### Dataset content ###

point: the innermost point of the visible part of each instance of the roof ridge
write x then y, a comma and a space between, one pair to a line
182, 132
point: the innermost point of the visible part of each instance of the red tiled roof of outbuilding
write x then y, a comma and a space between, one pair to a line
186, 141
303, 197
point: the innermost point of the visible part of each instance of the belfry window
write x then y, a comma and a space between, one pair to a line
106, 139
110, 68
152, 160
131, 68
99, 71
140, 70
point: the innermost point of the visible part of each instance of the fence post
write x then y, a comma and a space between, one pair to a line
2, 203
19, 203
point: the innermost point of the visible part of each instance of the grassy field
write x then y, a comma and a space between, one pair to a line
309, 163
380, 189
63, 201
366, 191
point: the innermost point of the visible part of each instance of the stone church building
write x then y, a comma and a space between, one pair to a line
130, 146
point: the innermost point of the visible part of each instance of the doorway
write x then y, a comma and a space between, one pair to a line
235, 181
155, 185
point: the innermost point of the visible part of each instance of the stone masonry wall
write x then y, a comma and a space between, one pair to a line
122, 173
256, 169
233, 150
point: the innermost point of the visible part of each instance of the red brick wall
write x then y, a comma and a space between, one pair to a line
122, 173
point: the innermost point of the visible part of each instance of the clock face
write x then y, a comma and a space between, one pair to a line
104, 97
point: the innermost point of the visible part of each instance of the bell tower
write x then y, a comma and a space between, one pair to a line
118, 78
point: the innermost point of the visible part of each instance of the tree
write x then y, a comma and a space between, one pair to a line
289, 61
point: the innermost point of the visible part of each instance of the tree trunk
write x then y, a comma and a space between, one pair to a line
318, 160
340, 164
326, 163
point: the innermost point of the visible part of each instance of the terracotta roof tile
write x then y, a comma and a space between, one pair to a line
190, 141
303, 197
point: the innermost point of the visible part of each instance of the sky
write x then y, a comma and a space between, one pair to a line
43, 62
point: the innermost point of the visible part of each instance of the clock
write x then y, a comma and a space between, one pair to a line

###

Recast the data as a Markdown table with the columns Row and Line. Begin at the line that contains "terracotta roof tile", continue through the end of the data, number each row, and leave out blank lines.

Result of this exercise
| Row | Line |
|---|---|
| 1 | point: the innermost point of the visible part of each instance of the terracotta roof tile |
| 2 | write x then y, a comma and a space between, one pair to a line |
| 3 | 190, 141 |
| 4 | 303, 197 |
| 5 | point: the innermost point of the visible part of each instance of the sky |
| 6 | write x then y, a comma and a space between, one pair to a line |
| 7 | 43, 62 |
| 8 | point: the innermost point of the visible part of each instance of the clock |
| 9 | write x then y, a comma and a space between, one pair to a line |